#### Tasks to perform:
a – In the synthesis excerpt, how much catalyst was used in the larger scale reaction that gave 4ga?
b – In the synthesis excerpt, shorten the paragraph beginning "To demonstrate the utility of the present method" and keep its main facts.
c – Copy the stretch of the synthesis excerpt from "Scheme 3 Larger" through "at 50% probability." word for word.

── Text excerpt ──

Scheme 2 Substrate scope. Unless stated otherwise, the reaction conditions were as follows: 2 (0.10 mmol), 3 (0.11 mmol), (M)-1a·HBr (0.012 mmol), KHMDS (0.010 mmol), benzene (1.0 mL), rt, 20 h. The combined yield of the diastereomeric mixtures is indicated. The dr and ee values were determined by chiral stationary phase HPLC analysis. The ee values of the major isomers are indicated. ^aThe reaction was conducted in toluene at 0 °C and the concentration was 0.025 M.^bThe reaction was conducted in toluene at −30 °C for 4 h. ^cThe absolute configuration was not confirmed. The minor and major isomers were obtained with 56% ee and 7% ee, respectively.

To demonstrate the utility of the present method, a larger scale experiment with a lower catalyst loading and removal of the N-oxide moiety were examined (Scheme 3). The larger scale reaction proceeded very well in the presence of 5 mol% catalyst to afford 4ga in quantitative yield with only a slight decrease of diastereomeric ratio and enantiomeric excess (Scheme 3a). The adduct 4ga was then subjected to reslurry in Et₂O and both the diastereomeric ratio and enantiomeric excess were improved. Treatment of product 4ga with bis(pinacolato)diboron easily removed the N-oxide moiety in quantitative yield without any loss in diastereomeric ratio and enantiomeric excess (Scheme 3b).¹⁵ The absolute configuration of 5 was unambiguously confirmed as (1R, 2R) by X-ray single-crystal diffraction analysis.¹⁶

Scheme 3 Larger scale reaction with lower catalyst loading and removal of N-oxide moiety. Single-crystal X-ray analysis of 5. Thermal ellipsoids are shown at 50% probability.

───
── Provided records ──

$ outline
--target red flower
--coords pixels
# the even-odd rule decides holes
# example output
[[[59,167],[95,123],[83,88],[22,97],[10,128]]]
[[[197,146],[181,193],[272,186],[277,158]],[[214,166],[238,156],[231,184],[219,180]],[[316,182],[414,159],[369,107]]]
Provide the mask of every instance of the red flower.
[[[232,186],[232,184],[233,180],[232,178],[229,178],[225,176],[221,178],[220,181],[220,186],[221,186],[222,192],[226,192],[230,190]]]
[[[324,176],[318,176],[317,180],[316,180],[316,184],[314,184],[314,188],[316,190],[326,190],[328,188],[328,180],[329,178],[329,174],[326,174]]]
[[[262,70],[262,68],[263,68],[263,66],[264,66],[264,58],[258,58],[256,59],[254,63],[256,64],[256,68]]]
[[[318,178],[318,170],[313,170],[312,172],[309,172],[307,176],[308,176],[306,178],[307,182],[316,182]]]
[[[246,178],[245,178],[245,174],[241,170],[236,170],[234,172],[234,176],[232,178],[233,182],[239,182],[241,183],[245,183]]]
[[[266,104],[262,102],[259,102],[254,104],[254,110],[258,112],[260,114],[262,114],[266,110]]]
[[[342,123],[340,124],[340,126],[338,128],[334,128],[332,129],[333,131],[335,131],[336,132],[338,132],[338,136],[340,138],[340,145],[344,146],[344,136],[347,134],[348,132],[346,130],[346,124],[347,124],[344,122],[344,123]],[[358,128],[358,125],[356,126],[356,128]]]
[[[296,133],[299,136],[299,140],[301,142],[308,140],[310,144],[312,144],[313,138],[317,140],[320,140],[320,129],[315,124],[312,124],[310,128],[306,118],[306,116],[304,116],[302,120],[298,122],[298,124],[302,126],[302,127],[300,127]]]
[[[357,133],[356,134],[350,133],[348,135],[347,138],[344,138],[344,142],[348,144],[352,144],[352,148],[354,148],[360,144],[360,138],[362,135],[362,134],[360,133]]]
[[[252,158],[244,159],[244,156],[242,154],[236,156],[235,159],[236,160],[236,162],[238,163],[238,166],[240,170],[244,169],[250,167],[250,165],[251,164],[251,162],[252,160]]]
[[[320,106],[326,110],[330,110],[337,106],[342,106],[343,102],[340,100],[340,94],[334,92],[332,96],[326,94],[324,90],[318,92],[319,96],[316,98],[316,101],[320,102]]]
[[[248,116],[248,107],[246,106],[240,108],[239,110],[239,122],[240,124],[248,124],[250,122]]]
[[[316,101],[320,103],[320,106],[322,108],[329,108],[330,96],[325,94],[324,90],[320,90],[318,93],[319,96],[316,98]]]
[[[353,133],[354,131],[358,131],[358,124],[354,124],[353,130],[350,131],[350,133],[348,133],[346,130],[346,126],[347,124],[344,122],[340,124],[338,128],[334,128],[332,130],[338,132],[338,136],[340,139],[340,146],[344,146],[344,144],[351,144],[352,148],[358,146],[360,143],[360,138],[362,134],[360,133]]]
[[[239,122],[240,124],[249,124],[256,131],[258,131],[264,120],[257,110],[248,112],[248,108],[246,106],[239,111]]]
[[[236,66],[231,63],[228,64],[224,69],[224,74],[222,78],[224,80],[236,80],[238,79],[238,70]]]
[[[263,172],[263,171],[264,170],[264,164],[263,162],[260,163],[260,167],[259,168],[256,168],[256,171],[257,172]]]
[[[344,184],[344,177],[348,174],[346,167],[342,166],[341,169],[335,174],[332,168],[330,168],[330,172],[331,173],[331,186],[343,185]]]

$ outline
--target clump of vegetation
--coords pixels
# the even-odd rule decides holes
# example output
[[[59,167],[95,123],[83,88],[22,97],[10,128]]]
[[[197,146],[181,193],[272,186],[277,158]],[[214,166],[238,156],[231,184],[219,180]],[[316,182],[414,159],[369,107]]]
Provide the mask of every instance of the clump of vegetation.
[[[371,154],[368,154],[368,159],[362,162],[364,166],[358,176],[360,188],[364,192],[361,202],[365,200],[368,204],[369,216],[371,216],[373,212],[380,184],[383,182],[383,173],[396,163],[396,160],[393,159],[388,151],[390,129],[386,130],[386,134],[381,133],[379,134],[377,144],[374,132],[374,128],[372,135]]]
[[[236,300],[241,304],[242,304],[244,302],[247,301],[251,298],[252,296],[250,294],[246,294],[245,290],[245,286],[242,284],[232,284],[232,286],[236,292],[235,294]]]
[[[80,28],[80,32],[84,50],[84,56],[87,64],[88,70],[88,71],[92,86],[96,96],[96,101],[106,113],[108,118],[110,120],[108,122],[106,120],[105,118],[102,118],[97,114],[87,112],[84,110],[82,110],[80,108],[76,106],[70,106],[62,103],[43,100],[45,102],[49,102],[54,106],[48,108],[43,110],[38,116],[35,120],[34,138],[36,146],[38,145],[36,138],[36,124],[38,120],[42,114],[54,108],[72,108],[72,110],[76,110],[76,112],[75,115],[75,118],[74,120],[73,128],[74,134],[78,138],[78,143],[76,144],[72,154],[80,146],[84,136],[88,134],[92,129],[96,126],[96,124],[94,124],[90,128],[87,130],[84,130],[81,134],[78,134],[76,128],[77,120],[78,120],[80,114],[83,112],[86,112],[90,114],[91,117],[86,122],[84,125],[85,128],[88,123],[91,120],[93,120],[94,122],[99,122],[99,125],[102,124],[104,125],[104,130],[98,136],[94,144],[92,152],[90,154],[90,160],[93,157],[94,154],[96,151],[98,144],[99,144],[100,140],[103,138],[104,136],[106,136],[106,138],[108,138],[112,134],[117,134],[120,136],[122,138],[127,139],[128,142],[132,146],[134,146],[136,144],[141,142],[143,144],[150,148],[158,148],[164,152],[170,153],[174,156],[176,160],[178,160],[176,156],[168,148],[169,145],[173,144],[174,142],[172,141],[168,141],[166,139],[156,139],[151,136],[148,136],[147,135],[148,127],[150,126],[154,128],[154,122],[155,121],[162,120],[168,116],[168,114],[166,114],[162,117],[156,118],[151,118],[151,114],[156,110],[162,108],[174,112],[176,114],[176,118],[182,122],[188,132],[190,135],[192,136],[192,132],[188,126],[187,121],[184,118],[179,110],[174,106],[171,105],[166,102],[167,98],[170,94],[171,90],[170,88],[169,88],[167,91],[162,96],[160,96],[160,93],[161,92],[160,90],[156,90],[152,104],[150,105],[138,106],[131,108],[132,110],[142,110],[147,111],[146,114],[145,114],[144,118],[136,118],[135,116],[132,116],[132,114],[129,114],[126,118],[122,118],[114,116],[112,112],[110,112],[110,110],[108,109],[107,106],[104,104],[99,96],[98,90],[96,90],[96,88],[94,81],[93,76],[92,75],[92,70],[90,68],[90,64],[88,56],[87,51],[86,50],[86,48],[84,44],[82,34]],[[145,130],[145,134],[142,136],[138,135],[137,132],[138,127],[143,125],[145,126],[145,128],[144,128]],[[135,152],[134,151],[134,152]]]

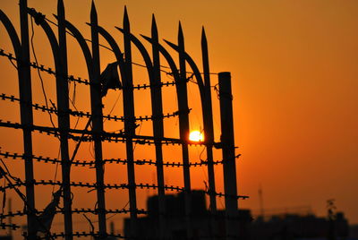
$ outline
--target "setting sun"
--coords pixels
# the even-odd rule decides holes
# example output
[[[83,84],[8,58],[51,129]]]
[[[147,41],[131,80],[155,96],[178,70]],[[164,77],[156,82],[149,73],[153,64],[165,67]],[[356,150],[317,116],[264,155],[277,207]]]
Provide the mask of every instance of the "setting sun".
[[[200,131],[192,131],[189,134],[189,140],[193,141],[204,141],[204,135]]]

───

#### The answers:
a – 5 mol%

b – Scheme 3 tested a larger scale reaction with less catalyst and the removal of the N-oxide moiety. With 5 mol% catalyst, the reaction gave 4ga in quantitative yield, with only slightly lower diastereomeric ratio and enantiomeric excess. Reslurrying 4ga in Et₂O improved both values. Bis(pinacolato)diboron then removed the N-oxide moiety in quantitative yield with no loss in either value. X-ray single-crystal diffraction confirmed the absolute configuration of 5 as (1R, 2R).

c –
Scheme 3 Larger scale reaction with lower catalyst loading and removal of N-oxide moiety. Single-crystal X-ray analysis of 5. Thermal ellipsoids are shown at 50% probability.